Count up the lines of the data below that contain the string "cane", then give only the total.

..............................

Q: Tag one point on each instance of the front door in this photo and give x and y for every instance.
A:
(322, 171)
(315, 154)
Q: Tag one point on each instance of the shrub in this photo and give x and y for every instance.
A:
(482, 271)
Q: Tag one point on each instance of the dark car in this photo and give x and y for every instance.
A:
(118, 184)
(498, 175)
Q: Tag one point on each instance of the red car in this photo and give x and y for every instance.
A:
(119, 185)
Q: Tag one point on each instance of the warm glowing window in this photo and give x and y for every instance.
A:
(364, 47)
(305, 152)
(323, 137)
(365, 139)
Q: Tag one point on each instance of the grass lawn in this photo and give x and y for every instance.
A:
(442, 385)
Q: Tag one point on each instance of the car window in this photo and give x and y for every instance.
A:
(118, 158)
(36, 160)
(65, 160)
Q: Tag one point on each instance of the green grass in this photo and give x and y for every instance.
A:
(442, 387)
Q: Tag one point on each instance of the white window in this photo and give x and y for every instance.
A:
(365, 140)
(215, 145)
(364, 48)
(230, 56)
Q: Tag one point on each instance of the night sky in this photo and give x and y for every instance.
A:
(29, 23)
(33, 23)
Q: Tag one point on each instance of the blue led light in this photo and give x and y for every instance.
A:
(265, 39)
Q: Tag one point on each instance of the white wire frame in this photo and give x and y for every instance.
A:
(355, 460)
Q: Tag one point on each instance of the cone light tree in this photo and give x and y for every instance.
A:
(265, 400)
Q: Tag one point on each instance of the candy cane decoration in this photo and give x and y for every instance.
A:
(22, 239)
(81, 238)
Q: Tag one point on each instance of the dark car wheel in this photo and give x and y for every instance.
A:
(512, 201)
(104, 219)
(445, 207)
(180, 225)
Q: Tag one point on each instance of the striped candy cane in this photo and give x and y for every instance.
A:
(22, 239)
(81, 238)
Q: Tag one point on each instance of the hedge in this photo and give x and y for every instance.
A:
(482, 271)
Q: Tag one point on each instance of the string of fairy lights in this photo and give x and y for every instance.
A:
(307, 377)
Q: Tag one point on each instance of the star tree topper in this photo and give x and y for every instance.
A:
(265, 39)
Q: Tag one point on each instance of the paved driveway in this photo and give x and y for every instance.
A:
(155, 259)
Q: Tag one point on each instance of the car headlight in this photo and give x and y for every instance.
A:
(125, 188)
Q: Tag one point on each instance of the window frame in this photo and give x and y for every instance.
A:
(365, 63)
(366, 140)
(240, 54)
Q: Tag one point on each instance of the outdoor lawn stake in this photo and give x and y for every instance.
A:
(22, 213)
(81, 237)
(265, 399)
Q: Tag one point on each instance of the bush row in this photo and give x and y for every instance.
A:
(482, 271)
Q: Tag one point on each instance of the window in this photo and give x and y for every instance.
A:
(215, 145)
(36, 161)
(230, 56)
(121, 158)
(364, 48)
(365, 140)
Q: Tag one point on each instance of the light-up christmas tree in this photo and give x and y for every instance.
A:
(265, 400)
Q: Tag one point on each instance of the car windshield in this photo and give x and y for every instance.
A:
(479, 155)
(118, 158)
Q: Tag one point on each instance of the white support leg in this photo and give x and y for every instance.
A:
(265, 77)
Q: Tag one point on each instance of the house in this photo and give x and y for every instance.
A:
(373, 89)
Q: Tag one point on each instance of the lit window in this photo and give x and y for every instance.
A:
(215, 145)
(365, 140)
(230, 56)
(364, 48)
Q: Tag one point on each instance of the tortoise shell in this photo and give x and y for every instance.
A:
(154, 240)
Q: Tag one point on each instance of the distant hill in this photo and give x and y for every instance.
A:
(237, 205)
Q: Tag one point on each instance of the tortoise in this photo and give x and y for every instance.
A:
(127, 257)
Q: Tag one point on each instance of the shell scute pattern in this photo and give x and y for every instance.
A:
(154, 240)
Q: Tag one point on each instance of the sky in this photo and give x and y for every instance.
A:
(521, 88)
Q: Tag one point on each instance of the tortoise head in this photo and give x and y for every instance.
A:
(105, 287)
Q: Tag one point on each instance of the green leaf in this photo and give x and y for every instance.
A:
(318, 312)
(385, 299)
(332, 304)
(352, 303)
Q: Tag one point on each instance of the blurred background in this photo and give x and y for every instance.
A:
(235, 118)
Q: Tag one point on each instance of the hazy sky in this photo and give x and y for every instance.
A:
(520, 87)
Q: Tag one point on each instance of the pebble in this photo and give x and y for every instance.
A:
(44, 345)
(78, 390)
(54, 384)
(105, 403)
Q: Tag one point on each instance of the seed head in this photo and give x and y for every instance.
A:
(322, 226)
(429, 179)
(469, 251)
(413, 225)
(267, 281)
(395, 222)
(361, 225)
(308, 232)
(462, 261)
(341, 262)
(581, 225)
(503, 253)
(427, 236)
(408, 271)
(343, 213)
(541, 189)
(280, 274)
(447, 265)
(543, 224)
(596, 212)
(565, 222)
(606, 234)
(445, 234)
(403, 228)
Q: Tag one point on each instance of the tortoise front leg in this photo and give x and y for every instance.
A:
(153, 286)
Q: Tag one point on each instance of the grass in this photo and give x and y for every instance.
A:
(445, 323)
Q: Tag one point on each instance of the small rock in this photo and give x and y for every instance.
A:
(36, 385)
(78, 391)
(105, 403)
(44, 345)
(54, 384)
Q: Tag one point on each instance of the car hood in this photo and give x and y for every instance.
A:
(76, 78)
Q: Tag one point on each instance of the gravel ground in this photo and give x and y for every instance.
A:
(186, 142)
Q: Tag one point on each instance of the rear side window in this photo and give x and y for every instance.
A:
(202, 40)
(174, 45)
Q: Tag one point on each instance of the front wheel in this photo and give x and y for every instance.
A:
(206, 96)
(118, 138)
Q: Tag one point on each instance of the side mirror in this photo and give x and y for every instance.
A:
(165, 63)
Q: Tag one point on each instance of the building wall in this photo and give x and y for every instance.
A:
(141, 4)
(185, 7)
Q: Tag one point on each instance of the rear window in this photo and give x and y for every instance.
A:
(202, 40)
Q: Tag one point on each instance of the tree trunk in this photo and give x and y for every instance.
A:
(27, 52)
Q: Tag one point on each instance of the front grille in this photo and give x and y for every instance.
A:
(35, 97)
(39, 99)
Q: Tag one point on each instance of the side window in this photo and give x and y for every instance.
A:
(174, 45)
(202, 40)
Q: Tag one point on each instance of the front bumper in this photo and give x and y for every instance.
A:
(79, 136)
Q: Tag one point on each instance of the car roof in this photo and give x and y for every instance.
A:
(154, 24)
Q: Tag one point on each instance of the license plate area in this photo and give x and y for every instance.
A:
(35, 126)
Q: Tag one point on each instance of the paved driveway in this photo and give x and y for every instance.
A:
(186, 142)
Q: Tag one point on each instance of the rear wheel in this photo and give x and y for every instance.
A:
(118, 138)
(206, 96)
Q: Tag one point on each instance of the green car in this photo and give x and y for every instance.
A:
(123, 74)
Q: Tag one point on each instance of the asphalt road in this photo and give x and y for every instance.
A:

..............................

**TASK RESULT:** 2